Leidt adoptie tot verlatingsangst?
Dat men zich afvraagt of adoptie tot verlatingsangst kan leiden, is een zeer logische vraag. Als kind heb je negen maanden doorgebracht in het lichaam van je moeder. Dit schept zonder meer een enorm sterke band tussen de biologische moeder en het kind.
Op latere leeftijd is men zich hier niet meteen van bewust, tenzij er iets fout loopt. Bij een adoptie op heel jonge leeftijd kan men er dus zo goed als zeker van zijn dat het kind voelt dat het overgaat uit de handen van de oorspronkelijke moeder. Een geboorte is voor een baby zonder meer al een stressvol gebeuren. Al vinden wij als volwassenen het allemaal heel erg schattig, toch zijn we er ons niet altijd van bewust dat de baby vreselijke dingen heeft meegemaakt. De veilige en beschutte plaats in de buik van de moeder moest verlaten worden op een alles behalve comfortabele manier, het kind is plots op zichzelf aangewezen om te ademen en wordt ineens omgeven door massa’s licht en geluiden. Je zou van minder stress krijgen. Als het kind daarbij nog moet ervaren dat het niet in de omgeving van de biologische moeder blijft, is het heel normaal dat het een vorm van stress en rouw ervaart.

• **Uittreksel gegevens**
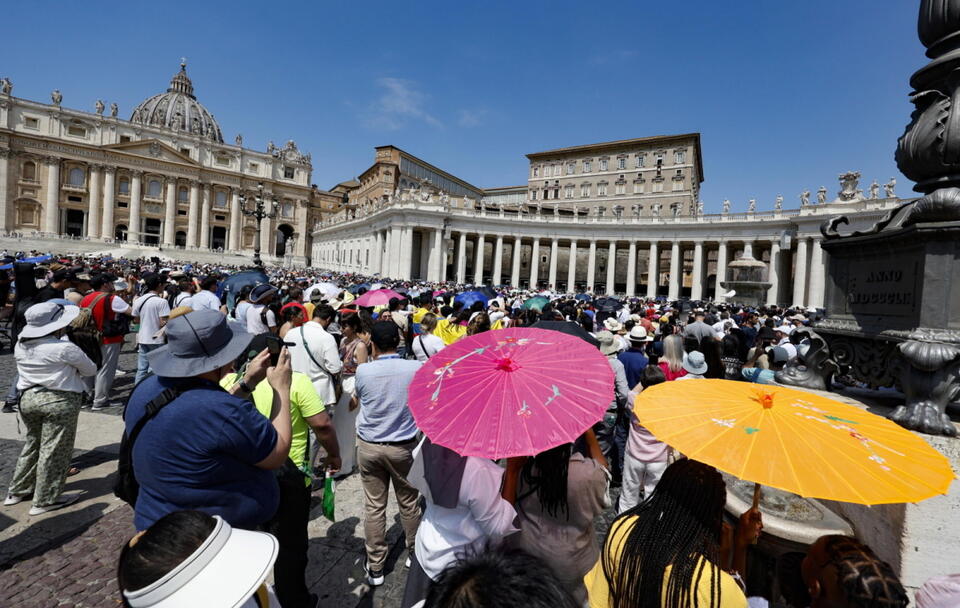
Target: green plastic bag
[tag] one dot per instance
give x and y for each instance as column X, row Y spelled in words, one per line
column 329, row 496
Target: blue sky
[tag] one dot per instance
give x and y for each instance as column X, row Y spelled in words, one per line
column 786, row 95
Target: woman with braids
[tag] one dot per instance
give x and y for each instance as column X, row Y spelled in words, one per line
column 667, row 552
column 559, row 494
column 842, row 572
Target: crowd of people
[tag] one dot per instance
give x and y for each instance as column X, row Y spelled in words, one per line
column 244, row 397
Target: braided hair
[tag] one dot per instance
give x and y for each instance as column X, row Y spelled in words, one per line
column 546, row 474
column 677, row 527
column 867, row 581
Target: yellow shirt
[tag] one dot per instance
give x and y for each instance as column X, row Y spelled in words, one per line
column 598, row 590
column 304, row 403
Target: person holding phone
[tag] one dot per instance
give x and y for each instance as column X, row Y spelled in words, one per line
column 295, row 478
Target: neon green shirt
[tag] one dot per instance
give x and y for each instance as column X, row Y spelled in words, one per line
column 304, row 402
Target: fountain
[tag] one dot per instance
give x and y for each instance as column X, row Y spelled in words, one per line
column 746, row 277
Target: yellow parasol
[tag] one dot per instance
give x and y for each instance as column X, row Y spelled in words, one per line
column 795, row 441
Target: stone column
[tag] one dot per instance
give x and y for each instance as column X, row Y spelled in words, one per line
column 632, row 269
column 800, row 272
column 515, row 274
column 675, row 271
column 773, row 274
column 535, row 263
column 194, row 218
column 236, row 219
column 462, row 258
column 109, row 201
column 396, row 240
column 136, row 194
column 572, row 268
column 611, row 267
column 5, row 155
column 95, row 203
column 592, row 266
column 478, row 263
column 377, row 252
column 815, row 297
column 497, row 277
column 721, row 271
column 406, row 254
column 205, row 221
column 267, row 237
column 52, row 219
column 554, row 254
column 653, row 270
column 169, row 211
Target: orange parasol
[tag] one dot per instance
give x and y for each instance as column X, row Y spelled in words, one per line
column 793, row 440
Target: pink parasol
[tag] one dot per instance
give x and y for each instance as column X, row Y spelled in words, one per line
column 378, row 297
column 511, row 392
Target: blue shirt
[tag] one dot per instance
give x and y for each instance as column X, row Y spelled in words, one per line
column 634, row 361
column 382, row 393
column 199, row 453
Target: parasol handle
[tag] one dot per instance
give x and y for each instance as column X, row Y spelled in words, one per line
column 756, row 504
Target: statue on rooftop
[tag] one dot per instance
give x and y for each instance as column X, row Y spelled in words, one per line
column 889, row 186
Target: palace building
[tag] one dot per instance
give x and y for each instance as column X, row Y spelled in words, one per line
column 165, row 178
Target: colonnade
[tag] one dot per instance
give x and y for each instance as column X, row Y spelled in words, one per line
column 673, row 267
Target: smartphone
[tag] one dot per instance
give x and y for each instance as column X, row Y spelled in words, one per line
column 275, row 345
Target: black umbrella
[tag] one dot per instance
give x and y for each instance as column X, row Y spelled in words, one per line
column 569, row 328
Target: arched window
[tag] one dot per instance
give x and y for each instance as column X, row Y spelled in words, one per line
column 76, row 176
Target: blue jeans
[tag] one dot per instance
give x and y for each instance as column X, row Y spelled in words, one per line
column 143, row 366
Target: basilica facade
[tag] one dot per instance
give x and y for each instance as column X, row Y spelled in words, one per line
column 163, row 179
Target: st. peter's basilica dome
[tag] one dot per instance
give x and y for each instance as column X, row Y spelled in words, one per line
column 178, row 110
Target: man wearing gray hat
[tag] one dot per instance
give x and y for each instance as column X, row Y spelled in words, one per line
column 201, row 447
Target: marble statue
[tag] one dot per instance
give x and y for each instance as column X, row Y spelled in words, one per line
column 848, row 186
column 889, row 186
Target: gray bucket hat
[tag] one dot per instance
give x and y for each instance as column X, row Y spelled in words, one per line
column 198, row 342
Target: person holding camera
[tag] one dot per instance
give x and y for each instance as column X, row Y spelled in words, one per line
column 205, row 448
column 112, row 317
column 295, row 478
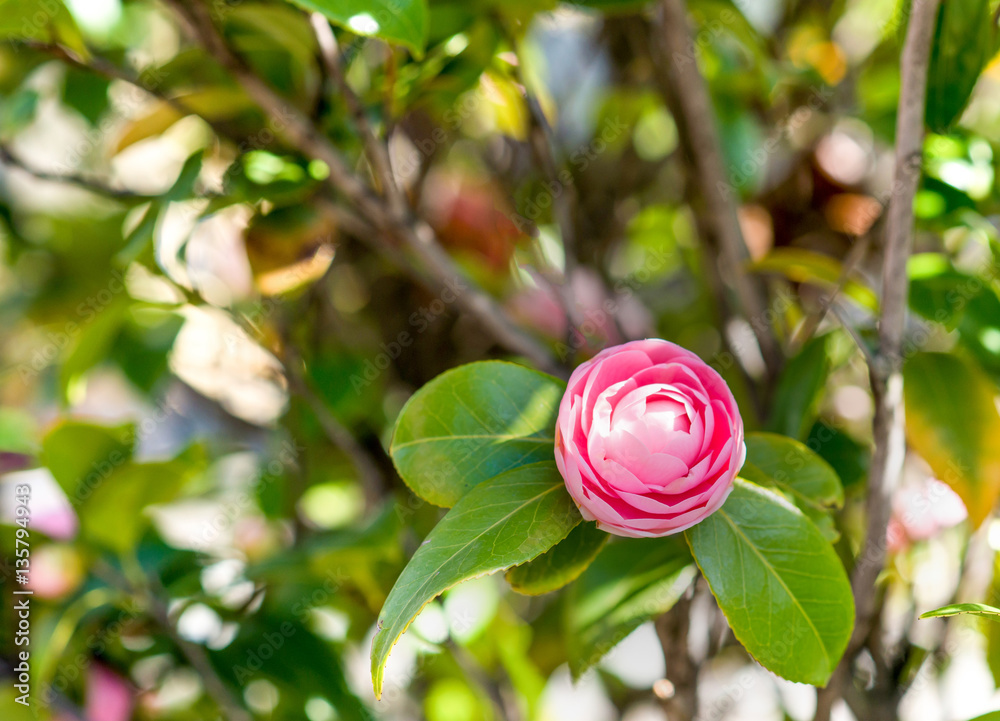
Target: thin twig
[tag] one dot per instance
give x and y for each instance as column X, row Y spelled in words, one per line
column 886, row 370
column 808, row 328
column 681, row 701
column 677, row 68
column 375, row 149
column 418, row 237
column 848, row 326
column 369, row 474
column 8, row 157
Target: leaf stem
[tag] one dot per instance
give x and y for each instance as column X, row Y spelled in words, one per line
column 885, row 370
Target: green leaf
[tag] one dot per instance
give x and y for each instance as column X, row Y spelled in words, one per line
column 93, row 340
column 959, row 301
column 806, row 479
column 111, row 509
column 800, row 389
column 808, row 266
column 963, row 44
column 40, row 20
column 560, row 565
column 79, row 455
column 848, row 458
column 502, row 522
column 473, row 423
column 965, row 609
column 992, row 716
column 613, row 6
column 399, row 21
column 17, row 432
column 953, row 423
column 779, row 582
column 630, row 582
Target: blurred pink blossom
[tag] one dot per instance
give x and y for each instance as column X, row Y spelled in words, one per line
column 921, row 511
column 110, row 697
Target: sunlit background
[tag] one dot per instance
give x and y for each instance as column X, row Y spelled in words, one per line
column 202, row 357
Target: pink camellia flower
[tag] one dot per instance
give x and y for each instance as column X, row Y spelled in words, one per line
column 649, row 439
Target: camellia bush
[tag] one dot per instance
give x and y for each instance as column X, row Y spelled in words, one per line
column 594, row 360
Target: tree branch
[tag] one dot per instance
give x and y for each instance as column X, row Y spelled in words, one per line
column 677, row 70
column 886, row 370
column 414, row 233
column 680, row 698
column 375, row 149
column 8, row 157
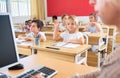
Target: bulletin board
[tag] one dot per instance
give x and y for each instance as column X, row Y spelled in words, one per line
column 70, row 7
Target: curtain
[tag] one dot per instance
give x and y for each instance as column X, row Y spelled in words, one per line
column 37, row 9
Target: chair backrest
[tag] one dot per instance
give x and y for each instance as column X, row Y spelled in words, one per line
column 86, row 38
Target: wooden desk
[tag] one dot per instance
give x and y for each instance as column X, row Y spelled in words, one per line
column 24, row 49
column 19, row 33
column 49, row 35
column 66, row 54
column 65, row 69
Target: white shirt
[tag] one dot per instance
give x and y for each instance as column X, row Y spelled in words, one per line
column 61, row 27
column 31, row 34
column 67, row 36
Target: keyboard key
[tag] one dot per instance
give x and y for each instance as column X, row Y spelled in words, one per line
column 46, row 70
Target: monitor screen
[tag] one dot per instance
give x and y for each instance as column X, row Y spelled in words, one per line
column 8, row 51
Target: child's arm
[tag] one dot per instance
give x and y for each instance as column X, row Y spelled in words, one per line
column 56, row 34
column 85, row 29
column 76, row 41
column 98, row 27
column 43, row 37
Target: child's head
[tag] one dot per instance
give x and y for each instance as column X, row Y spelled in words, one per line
column 64, row 18
column 72, row 24
column 36, row 26
column 93, row 17
column 54, row 18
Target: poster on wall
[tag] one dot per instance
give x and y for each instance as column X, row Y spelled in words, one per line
column 70, row 7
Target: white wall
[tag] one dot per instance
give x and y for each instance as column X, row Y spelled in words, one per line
column 82, row 19
column 20, row 20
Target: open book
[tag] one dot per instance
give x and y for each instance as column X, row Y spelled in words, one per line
column 66, row 45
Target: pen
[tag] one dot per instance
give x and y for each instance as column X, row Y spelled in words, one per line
column 53, row 48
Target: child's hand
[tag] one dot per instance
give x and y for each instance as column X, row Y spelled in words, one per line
column 92, row 24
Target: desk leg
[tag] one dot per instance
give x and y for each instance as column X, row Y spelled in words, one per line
column 34, row 51
column 79, row 59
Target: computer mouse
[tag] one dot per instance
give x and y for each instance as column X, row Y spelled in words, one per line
column 16, row 67
column 3, row 75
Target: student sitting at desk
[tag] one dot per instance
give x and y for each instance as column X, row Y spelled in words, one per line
column 28, row 25
column 72, row 34
column 62, row 26
column 94, row 27
column 35, row 31
column 54, row 19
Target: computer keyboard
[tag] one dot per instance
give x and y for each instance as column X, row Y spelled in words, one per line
column 46, row 72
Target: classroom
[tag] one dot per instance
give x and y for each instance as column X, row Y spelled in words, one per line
column 56, row 39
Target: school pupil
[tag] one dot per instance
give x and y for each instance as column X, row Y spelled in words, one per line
column 93, row 25
column 27, row 25
column 62, row 25
column 55, row 19
column 71, row 35
column 35, row 31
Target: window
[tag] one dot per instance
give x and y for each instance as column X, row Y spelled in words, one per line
column 20, row 7
column 3, row 6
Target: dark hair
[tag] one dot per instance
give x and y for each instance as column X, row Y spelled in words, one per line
column 39, row 23
column 64, row 15
column 26, row 22
column 94, row 15
column 54, row 17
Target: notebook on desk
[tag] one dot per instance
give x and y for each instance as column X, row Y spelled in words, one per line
column 66, row 45
column 37, row 72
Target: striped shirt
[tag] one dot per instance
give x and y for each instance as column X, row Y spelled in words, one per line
column 109, row 69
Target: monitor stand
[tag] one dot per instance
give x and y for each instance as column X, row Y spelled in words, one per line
column 16, row 67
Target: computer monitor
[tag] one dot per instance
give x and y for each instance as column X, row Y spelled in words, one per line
column 8, row 49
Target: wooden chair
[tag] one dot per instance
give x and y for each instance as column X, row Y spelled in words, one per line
column 102, row 48
column 79, row 59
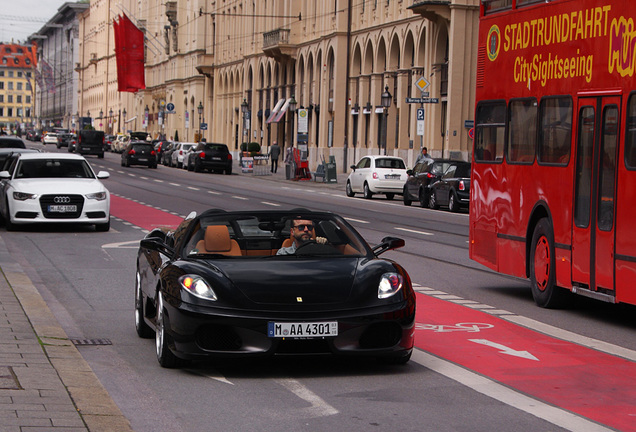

• **Opdrachten**
(1) Noem alle ervaringen die een geboorte volgens de leestekst over adoptie en verlatingsangst stressvol maken voor de baby.
(2) Zet de leestekst over adoptie en verlatingsangst voort na de laatste zin.

• **Antwoorden per opdracht**
(1)
- De veilige en beschutte plaats in de buik van de moeder moest op een alles behalve comfortabele manier verlaten worden.
- Het kind is plots op zichzelf aangewezen om te ademen.
- Het kind wordt ineens omgeven door massa's licht en geluiden.

(2)
Adoptie vermijden omwille van verlatingsangst?
Dat een adoptie heel wat nare dingen voor een baby met zich meebrengt zoals verlatingsangst is dus eigenlijk normaal. Maar moeten we daarom de rug toekeren naar adoptie? Zeker niet. In vele gevallen is adoptie de enige manier om te overleven voor het kind. Maar men mag niet uit het oog verliezen dat een adoptie, hoe klein het kind ook nog is, een zware impact heeft. Op latere leeftijd kan zo’n adoptie een heuse invloed uitoefenen op de manier waarop een kind zich aan andere mensen gaat hechten. Dit heeft niets te maken met een adoptiekind dat slecht zou opgevangen zijn. Ook al doet de adoptiemoeder nog zo haar uiterste best om een prima moeder te zijn, zij kan niet wegnemen dat één van de eerste ervaringen van het kind was dat het zijn oorspronkelijke moeder moest verlaten.
Hoe uit verlatingsangst zich bij adoptie?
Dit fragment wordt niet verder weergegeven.